[Raw records]

-----

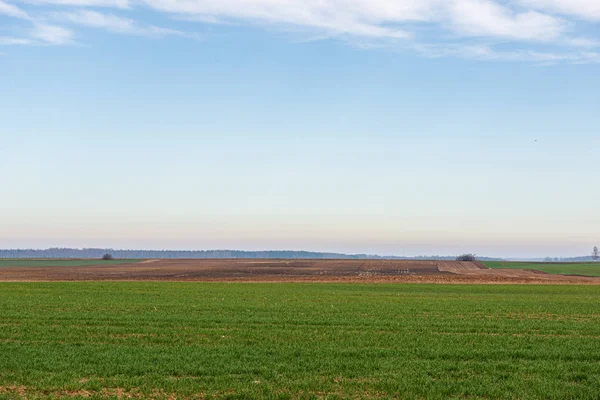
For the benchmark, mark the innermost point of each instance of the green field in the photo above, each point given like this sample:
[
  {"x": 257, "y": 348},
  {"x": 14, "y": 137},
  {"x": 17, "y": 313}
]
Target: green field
[
  {"x": 219, "y": 340},
  {"x": 587, "y": 269},
  {"x": 59, "y": 263}
]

-----

§ **Task to complete**: Reproduce the material above word for word, leaving out the pictures.

§ **Response below**:
For the benchmark, mark the innermost point of each instance of the green field in the photo above, each point given like this sample:
[
  {"x": 257, "y": 348},
  {"x": 14, "y": 137},
  {"x": 17, "y": 313}
]
Target: green field
[
  {"x": 219, "y": 340},
  {"x": 587, "y": 269},
  {"x": 59, "y": 263}
]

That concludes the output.